PROVIDED PASSAGE:
※

According to the results, candidates for La Republique en Marche (LREM) came first in ten of the eleven seats given to France’s 1.3 million expatriates. France’s expatriates are divided amongst eleven constituencies, which were created in legislative redistricting in 2010. Their geographical distance means that they vote early. Critics have questioned the wisdom of announcing the results so early, stating that it could affect the domestic vote.

Opinion polls at home in France also give President Macron’s movement a clear lead in elections, which are due to begin on Sunday 11 June. Currently, the LREM has no parliamentary seats and most of the president’s candidates are political novices. On Tuesday, a survey of voter intentions for the coming legislative elections showed that the president’s party is set to win the biggest parliamentary majority for a French president since Charles de Gaulle’s 1968 landslide. The Ipsos Sopra-Steria poll found that the LREM party was seen scoring 29.5 percent of the vote in the 11 June first round. The poll further showed that with a solid lead ahead of other parties, LREM would go on to win 385 – 415 seats out of 577 in the lower house of parliament in a second round of voting, to be held on 18 June. The projected majority fits with a Cevipof survey for Le Monde that was published on 2 June and would be the strongest since voters rallied behind former president De Gaulle in 1968 after student revolts and nationwide general strikes. The conservative Republicans and their allies are seen winning 23 percent, with the National Front (FN) winning 17 percent, the hard-left France Unbowed at 12.5 percent and the Socialists at 8.5 percent. LREM’s first round lead has narrowed from 31 percent the last time the poll was conducted a week after President Macron’s former campaign chief, who is now a cabinet minister, came under investigation for past financial dealings. The investigation into the activities of Richard Ferrand took a new turn on Tuesday as a media report indicated that investigators had raided a business headquarters linked to their inquiries.
Gaining a legislative majority would complete President Macron’s ground-shaking realignment of French politics. Furthermore, it would enable him to begin work on his programme of reforming the French labour market, reviving the economy and pushing for reform of the European Union (EU).

※

TASK SET:
A. Say whether each statement agrees with the election report, answering yes or no and quoting the words of the report that decide it. (i) France's expatriates are split among eleven constituencies created in 2010. (ii) LREM currently holds a handful of parliamentary seats. (iii) The second round of voting is set for 11 June.
B. Reproduce word for word the stretch of the election report from "According to the" through "the domestic vote.".
C. In the election report, what share of the vote does the Ipsos Sopra-Steria poll give the National Front?

※

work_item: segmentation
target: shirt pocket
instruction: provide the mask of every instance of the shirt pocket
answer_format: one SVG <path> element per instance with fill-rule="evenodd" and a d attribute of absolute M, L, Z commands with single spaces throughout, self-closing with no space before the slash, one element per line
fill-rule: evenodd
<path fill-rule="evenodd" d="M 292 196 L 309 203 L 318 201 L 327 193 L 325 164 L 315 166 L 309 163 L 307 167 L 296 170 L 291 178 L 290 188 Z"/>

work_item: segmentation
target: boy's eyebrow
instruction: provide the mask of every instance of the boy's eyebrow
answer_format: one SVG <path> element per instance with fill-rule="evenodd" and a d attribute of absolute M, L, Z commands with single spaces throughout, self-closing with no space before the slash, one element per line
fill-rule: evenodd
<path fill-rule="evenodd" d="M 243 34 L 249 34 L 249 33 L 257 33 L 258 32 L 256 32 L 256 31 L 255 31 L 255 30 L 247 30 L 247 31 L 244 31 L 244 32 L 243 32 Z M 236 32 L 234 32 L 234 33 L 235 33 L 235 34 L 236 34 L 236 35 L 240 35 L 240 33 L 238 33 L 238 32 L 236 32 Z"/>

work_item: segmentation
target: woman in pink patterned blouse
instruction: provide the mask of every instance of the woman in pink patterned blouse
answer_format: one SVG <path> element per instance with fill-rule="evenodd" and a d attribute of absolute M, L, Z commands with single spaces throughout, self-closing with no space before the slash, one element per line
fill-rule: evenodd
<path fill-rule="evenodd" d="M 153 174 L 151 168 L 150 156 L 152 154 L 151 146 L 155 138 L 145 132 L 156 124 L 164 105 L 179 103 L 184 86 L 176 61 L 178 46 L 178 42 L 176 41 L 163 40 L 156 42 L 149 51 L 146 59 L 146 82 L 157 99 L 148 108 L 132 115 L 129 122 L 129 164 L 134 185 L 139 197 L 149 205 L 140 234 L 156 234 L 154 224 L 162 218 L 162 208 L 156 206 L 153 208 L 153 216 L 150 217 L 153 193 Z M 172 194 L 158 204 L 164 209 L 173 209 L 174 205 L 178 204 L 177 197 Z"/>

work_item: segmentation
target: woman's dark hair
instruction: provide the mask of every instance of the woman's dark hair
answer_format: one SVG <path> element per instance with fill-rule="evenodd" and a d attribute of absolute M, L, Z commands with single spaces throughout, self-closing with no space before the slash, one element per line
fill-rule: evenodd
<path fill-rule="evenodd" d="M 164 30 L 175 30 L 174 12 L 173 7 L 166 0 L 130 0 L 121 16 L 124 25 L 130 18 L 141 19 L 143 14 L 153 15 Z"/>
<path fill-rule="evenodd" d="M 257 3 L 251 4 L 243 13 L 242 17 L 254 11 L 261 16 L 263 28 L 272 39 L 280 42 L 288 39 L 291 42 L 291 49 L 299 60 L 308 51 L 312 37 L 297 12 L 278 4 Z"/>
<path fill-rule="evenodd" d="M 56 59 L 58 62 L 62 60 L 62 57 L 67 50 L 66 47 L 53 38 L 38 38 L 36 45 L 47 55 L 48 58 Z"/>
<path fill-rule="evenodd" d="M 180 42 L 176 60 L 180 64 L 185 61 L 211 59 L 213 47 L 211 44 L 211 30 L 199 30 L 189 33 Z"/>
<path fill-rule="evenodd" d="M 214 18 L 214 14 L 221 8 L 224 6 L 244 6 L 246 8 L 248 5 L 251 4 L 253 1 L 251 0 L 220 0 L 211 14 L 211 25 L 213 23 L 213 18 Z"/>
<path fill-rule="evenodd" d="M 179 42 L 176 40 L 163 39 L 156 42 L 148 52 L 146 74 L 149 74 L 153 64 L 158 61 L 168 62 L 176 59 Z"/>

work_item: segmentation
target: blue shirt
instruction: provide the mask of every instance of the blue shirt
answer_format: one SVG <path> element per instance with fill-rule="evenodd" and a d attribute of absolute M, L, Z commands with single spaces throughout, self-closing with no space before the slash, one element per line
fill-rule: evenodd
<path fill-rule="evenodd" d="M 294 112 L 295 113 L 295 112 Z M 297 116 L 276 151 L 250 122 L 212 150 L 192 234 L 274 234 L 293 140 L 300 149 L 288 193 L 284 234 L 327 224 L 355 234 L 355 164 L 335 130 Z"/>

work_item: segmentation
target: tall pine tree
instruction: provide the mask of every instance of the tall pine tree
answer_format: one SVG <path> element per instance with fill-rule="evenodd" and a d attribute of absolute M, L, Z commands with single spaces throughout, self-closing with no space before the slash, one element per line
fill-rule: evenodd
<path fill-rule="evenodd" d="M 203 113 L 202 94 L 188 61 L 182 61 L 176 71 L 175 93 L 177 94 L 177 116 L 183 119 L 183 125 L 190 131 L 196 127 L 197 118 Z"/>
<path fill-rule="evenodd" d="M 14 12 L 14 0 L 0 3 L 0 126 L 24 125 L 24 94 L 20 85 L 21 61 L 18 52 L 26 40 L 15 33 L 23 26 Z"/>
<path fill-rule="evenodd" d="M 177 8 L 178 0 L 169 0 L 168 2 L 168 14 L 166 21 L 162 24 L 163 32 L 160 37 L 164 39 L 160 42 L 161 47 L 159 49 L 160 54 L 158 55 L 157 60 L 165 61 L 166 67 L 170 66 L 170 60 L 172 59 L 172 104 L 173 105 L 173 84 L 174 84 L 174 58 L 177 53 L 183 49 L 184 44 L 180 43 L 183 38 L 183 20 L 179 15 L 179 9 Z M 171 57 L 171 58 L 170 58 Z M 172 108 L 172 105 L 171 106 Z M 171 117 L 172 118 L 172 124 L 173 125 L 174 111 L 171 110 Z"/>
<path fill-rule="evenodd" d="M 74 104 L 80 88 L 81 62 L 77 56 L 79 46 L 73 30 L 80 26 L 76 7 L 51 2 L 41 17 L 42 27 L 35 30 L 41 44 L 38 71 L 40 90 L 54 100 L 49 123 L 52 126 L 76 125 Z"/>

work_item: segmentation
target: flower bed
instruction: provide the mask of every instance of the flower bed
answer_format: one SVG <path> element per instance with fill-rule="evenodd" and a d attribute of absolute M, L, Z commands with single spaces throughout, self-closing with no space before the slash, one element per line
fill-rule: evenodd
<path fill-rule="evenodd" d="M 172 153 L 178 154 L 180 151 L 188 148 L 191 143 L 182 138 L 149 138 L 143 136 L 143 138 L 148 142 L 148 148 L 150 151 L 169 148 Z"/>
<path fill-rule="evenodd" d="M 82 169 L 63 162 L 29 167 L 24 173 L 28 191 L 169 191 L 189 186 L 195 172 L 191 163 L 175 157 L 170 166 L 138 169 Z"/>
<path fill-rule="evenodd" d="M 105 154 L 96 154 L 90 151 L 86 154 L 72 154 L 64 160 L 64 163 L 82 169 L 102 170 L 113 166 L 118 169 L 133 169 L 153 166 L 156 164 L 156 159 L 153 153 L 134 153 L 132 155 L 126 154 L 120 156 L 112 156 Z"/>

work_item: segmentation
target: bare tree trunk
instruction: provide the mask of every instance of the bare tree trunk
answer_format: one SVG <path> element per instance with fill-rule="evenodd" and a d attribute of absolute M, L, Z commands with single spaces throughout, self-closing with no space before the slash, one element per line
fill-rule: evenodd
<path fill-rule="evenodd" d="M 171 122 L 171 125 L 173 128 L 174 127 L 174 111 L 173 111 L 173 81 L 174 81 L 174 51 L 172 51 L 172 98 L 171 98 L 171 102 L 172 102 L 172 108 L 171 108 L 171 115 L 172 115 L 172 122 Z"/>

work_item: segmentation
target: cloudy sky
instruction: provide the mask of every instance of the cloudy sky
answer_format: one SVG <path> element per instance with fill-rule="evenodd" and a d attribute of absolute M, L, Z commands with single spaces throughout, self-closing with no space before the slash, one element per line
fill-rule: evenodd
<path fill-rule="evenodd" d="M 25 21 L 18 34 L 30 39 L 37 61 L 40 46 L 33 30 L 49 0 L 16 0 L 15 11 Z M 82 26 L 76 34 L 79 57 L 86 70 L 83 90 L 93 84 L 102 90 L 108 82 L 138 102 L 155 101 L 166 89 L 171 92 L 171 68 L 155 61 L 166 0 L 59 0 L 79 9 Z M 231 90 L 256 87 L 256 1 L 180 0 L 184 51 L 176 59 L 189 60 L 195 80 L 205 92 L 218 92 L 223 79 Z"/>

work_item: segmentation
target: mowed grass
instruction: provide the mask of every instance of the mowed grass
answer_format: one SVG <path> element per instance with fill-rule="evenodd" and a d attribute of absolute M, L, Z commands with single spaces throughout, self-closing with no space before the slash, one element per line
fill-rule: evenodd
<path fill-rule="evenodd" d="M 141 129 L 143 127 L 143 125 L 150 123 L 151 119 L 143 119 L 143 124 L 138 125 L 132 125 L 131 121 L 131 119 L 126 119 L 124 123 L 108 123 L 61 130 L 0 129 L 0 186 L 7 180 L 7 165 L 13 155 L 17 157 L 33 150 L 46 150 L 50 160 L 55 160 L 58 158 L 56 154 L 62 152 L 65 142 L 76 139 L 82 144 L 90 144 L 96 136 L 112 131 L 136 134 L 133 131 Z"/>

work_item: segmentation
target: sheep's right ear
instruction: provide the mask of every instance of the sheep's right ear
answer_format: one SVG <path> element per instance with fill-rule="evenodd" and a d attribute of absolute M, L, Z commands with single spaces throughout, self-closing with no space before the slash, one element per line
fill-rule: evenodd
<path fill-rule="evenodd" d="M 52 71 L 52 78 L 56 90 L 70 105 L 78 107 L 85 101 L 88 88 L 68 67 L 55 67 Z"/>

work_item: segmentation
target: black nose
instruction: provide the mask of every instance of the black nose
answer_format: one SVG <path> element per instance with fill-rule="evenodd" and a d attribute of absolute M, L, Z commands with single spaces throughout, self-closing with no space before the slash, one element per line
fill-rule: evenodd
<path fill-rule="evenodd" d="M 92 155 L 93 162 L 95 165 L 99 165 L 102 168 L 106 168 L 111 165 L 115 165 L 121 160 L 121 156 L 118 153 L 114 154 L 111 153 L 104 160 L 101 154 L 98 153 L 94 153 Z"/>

※

FULL SOLUTIONS:
A.
(i) Yes: "France’s expatriates are divided amongst eleven constituencies, which were created in legislative redistricting in 2010."
(ii) No: "Currently, the LREM has no parliamentary seats"
(iii) No: "a second round of voting, to be held on 18 June."

B.
According to the results, candidates for La Republique en Marche (LREM) came first in ten of the eleven seats given to France’s 1.3 million expatriates. France’s expatriates are divided amongst eleven constituencies, which were created in legislative redistricting in 2010. Their geographical distance means that they vote early. Critics have questioned the wisdom of announcing the results so early, stating that it could affect the domestic vote.

C. 17 percent.